[Collected data]
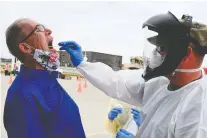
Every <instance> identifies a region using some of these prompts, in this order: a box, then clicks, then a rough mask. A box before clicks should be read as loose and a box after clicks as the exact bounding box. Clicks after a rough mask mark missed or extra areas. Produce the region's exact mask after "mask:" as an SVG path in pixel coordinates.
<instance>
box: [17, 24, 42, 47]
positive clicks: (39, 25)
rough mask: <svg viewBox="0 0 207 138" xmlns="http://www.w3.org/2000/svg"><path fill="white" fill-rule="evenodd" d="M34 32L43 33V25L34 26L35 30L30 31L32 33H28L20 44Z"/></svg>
mask: <svg viewBox="0 0 207 138" xmlns="http://www.w3.org/2000/svg"><path fill="white" fill-rule="evenodd" d="M35 31H37V32H45V27H44V26H43V25H41V24H38V25H36V26H35V29H34V30H32V32H31V33H29V34H28V36H27V37H25V38H24V39H23V40H22V41H20V43H22V42H24V41H25V40H27V39H28V38H29V37H30V36H31V35H32V34H33V33H34V32H35Z"/></svg>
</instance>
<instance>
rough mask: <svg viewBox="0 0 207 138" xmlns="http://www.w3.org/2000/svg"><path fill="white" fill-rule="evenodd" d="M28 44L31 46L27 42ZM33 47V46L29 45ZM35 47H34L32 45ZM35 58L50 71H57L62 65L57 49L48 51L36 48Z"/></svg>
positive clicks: (34, 56)
mask: <svg viewBox="0 0 207 138" xmlns="http://www.w3.org/2000/svg"><path fill="white" fill-rule="evenodd" d="M27 46H29V45H28V44H27ZM29 47H31V46H29ZM31 48H32V49H34V48H33V47H31ZM34 50H35V51H34V54H32V55H33V58H34V59H35V60H36V62H37V63H39V64H40V65H41V66H42V67H44V68H45V69H47V70H48V71H55V70H56V69H58V68H59V66H60V61H59V57H60V56H59V54H58V53H57V52H56V51H47V50H41V49H34Z"/></svg>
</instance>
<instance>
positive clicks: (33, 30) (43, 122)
mask: <svg viewBox="0 0 207 138" xmlns="http://www.w3.org/2000/svg"><path fill="white" fill-rule="evenodd" d="M51 33H52V31H51V30H50V29H48V28H45V27H44V26H43V25H41V24H39V23H37V22H35V21H32V20H30V19H19V20H17V21H15V22H14V23H12V24H11V25H10V26H9V27H8V29H7V31H6V43H7V46H8V49H9V51H10V52H11V54H13V55H14V56H15V57H16V58H18V59H19V60H20V61H21V62H22V63H23V65H22V66H21V69H20V72H19V74H18V75H17V77H16V78H15V80H14V81H13V83H12V85H11V86H10V88H9V89H8V93H7V98H6V102H5V108H4V126H5V129H6V131H7V134H8V137H9V138H85V133H84V130H83V127H82V123H81V118H80V114H79V109H78V106H77V105H76V103H75V102H74V101H73V99H72V98H71V97H70V96H69V95H68V94H67V92H66V91H65V90H64V89H63V88H62V87H61V86H60V84H59V83H58V81H57V80H56V78H57V76H58V73H57V72H55V70H56V69H57V68H58V66H59V59H58V54H57V52H56V51H55V50H53V49H50V48H49V46H50V45H52V40H53V38H52V36H51Z"/></svg>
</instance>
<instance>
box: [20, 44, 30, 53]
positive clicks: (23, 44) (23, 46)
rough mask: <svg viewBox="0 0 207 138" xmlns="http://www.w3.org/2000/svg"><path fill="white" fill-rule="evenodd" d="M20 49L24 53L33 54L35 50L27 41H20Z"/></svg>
mask: <svg viewBox="0 0 207 138" xmlns="http://www.w3.org/2000/svg"><path fill="white" fill-rule="evenodd" d="M19 49H20V51H21V52H22V53H24V54H32V52H33V51H32V49H31V48H30V47H29V46H28V45H27V44H25V43H20V44H19Z"/></svg>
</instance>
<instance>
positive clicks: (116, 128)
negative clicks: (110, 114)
mask: <svg viewBox="0 0 207 138" xmlns="http://www.w3.org/2000/svg"><path fill="white" fill-rule="evenodd" d="M113 107H114V105H113V104H112V102H111V103H110V104H109V107H108V112H110V110H111V109H112V108H113ZM104 127H105V130H106V131H107V132H109V133H111V134H112V135H114V136H116V133H117V132H118V131H119V129H120V124H119V122H118V120H117V118H115V119H114V120H113V121H111V120H109V119H108V116H107V117H106V119H105V121H104Z"/></svg>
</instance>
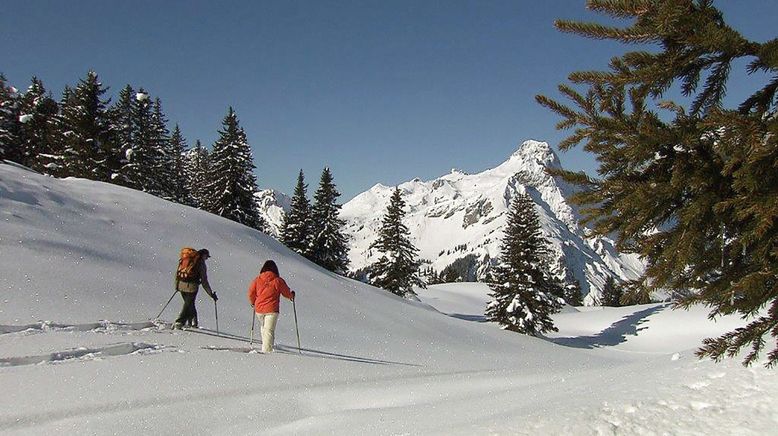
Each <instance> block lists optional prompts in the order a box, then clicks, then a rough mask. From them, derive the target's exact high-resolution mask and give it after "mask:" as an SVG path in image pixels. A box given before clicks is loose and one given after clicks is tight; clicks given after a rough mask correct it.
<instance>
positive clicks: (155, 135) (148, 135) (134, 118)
mask: <svg viewBox="0 0 778 436" xmlns="http://www.w3.org/2000/svg"><path fill="white" fill-rule="evenodd" d="M153 116H154V115H153V107H152V102H151V99H150V97H149V94H148V93H146V91H145V90H144V89H143V88H140V89H139V90H138V92H137V93H135V95H134V96H133V101H132V114H131V121H132V127H131V128H130V131H131V134H132V139H131V142H130V144H131V147H130V148H129V149H128V150H127V151H126V152H125V158H126V161H127V163H126V164H125V165H124V166H123V167H122V171H121V179H122V184H124V185H125V186H128V187H130V188H132V189H137V190H139V191H143V192H148V193H150V194H152V195H157V196H160V195H161V194H162V187H161V184H160V180H159V178H158V174H157V169H158V168H159V166H160V162H161V160H162V151H161V150H160V149H159V146H158V144H157V139H156V138H157V136H156V132H155V130H154V129H155V128H154V120H153Z"/></svg>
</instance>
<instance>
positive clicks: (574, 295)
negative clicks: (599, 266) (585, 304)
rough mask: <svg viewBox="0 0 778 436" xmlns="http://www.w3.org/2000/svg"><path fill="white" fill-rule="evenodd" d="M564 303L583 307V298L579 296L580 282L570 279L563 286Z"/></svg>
mask: <svg viewBox="0 0 778 436" xmlns="http://www.w3.org/2000/svg"><path fill="white" fill-rule="evenodd" d="M564 299H565V303H567V304H569V305H571V306H583V296H582V295H581V282H579V281H578V280H575V279H572V280H570V281H569V282H568V283H567V284H566V285H565V291H564Z"/></svg>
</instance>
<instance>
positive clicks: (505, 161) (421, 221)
mask: <svg viewBox="0 0 778 436" xmlns="http://www.w3.org/2000/svg"><path fill="white" fill-rule="evenodd" d="M560 167H561V164H560V161H559V158H558V157H557V155H556V154H555V153H554V152H553V150H552V149H551V147H550V146H549V145H548V144H547V143H545V142H538V141H531V140H530V141H525V142H524V143H523V144H521V145H520V146H519V148H518V149H517V150H516V151H515V152H514V153H513V154H512V155H511V156H510V157H509V158H508V160H507V161H505V162H503V163H502V164H500V165H499V166H497V167H495V168H492V169H488V170H486V171H483V172H481V173H478V174H472V175H470V174H465V173H463V172H461V171H458V170H452V171H451V173H450V174H446V175H444V176H442V177H439V178H437V179H435V180H431V181H421V180H419V179H414V180H412V181H410V182H406V183H402V184H401V185H400V186H399V187H400V189H401V190H402V191H403V199H404V200H405V201H406V203H407V205H408V206H407V208H406V212H407V215H406V217H405V224H406V225H407V226H408V228H409V230H410V232H411V239H412V240H413V242H414V243H415V244H416V246H417V248H419V257H420V258H421V259H422V260H423V261H424V262H426V264H425V266H432V267H433V268H434V269H435V270H436V271H437V272H441V271H442V270H443V269H444V268H445V267H447V266H449V265H451V264H452V263H453V262H454V261H457V260H458V259H462V258H464V257H465V256H467V255H474V256H475V257H476V258H477V261H476V264H475V265H474V266H473V268H472V269H473V272H474V275H475V278H479V279H481V278H483V277H484V275H485V273H486V270H487V268H488V266H489V264H490V262H491V261H492V260H493V259H495V258H497V257H498V256H499V245H500V239H501V238H502V227H503V226H504V225H505V220H506V214H507V210H508V207H509V205H510V202H511V199H512V198H513V196H514V195H516V193H517V192H528V193H529V195H530V196H531V197H532V199H533V201H534V202H535V204H536V207H537V211H538V212H539V215H540V220H541V225H542V228H543V231H544V233H545V235H546V236H547V237H548V238H549V240H550V241H551V243H552V250H553V252H554V257H555V262H554V265H553V266H552V268H553V269H554V270H555V271H556V272H557V274H558V275H559V276H560V278H565V277H572V278H575V279H577V280H578V281H580V283H581V287H582V290H583V292H584V293H588V295H587V297H586V300H585V301H586V302H587V303H589V304H591V303H592V301H593V298H594V297H595V296H597V295H599V293H600V291H601V290H602V286H603V285H604V283H605V280H606V278H607V277H608V276H614V277H616V278H619V279H621V280H632V279H635V278H637V277H639V276H640V274H641V273H642V271H643V269H644V265H643V263H642V262H641V261H640V259H639V258H637V257H636V256H633V255H625V254H621V253H618V252H617V251H616V249H615V244H614V242H613V241H611V240H609V239H607V238H599V237H597V238H592V237H588V236H587V231H586V229H585V228H583V227H582V226H581V225H580V224H579V220H580V215H579V214H578V211H577V209H576V208H575V207H574V206H572V205H571V204H570V203H569V202H568V198H569V197H570V196H571V195H572V194H573V193H574V192H575V189H576V188H575V187H573V186H571V185H569V184H567V183H566V182H564V181H563V180H561V179H559V178H557V177H552V176H550V175H549V174H548V173H547V172H546V168H560ZM392 190H393V188H392V187H388V186H384V185H381V184H377V185H375V186H373V187H372V188H371V189H370V190H368V191H366V192H364V193H362V194H359V195H358V196H356V197H355V198H354V199H352V200H351V201H349V202H348V203H346V204H345V205H344V206H343V209H342V212H341V218H343V219H345V220H346V221H347V223H348V226H347V230H346V233H347V234H348V235H349V236H350V237H351V247H352V248H351V251H350V253H349V257H350V260H351V265H350V268H352V269H353V270H357V269H360V268H363V267H366V266H368V265H369V264H371V263H372V262H374V261H375V260H376V258H377V256H376V253H371V252H370V250H369V246H370V244H371V243H372V242H373V240H374V239H375V237H376V235H377V230H378V228H379V227H380V223H381V218H382V212H383V211H385V210H386V207H387V205H388V202H389V197H390V196H391V192H392ZM377 211H381V213H378V212H377Z"/></svg>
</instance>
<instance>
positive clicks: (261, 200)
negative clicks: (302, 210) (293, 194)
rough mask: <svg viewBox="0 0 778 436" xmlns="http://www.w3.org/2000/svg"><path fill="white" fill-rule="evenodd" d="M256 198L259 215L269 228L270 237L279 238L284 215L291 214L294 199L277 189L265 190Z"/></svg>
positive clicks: (258, 195)
mask: <svg viewBox="0 0 778 436" xmlns="http://www.w3.org/2000/svg"><path fill="white" fill-rule="evenodd" d="M254 196H255V197H256V199H257V207H258V208H259V213H260V215H262V218H264V219H265V222H267V224H268V226H269V229H268V230H270V235H271V236H273V237H275V238H278V237H279V235H280V234H281V225H282V224H283V222H284V214H286V213H287V212H289V208H290V207H291V204H292V199H291V198H289V196H287V195H286V194H284V193H283V192H278V191H276V190H275V189H263V190H260V191H259V192H257V193H256V194H254Z"/></svg>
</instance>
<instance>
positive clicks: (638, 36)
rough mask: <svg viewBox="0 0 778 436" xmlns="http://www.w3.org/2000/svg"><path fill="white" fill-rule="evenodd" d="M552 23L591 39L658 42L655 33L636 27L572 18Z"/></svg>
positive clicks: (632, 42)
mask: <svg viewBox="0 0 778 436" xmlns="http://www.w3.org/2000/svg"><path fill="white" fill-rule="evenodd" d="M554 25H555V26H556V28H557V29H559V30H560V31H562V32H565V33H574V34H578V35H582V36H585V37H587V38H592V39H612V40H616V41H621V42H624V43H630V44H641V43H647V42H658V41H659V38H658V37H657V35H655V34H653V33H651V32H647V31H645V30H642V29H638V28H631V29H621V28H618V27H609V26H604V25H602V24H598V23H582V22H579V21H572V20H556V21H555V22H554Z"/></svg>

▸ **PROBLEM STATEMENT**
Turn the listing, from its first line through the line containing "32L43 33V25L34 26L35", inclusive, into a numbered list with no blank lines. Leave the pictures out.

▸ **COMPLETED EXERCISE**
1. Every <instance> identifies a region using some of these prompts, in this order: a box, then clicks, then a rough mask. A box before clicks should be read as loose and a box after clicks as the exact bounding box. Clicks after a rough mask mark missed or extra areas. Produce the region's exact mask after "mask:" as an SVG path in pixel coordinates.
2. <instance>
3. box: [17, 24, 42, 47]
4. positive clicks: (39, 25)
5. rough mask: <svg viewBox="0 0 207 138" xmlns="http://www.w3.org/2000/svg"><path fill="white" fill-rule="evenodd" d="M34 32L43 33V25L34 26L35 30L30 31L32 33H28L20 44Z"/></svg>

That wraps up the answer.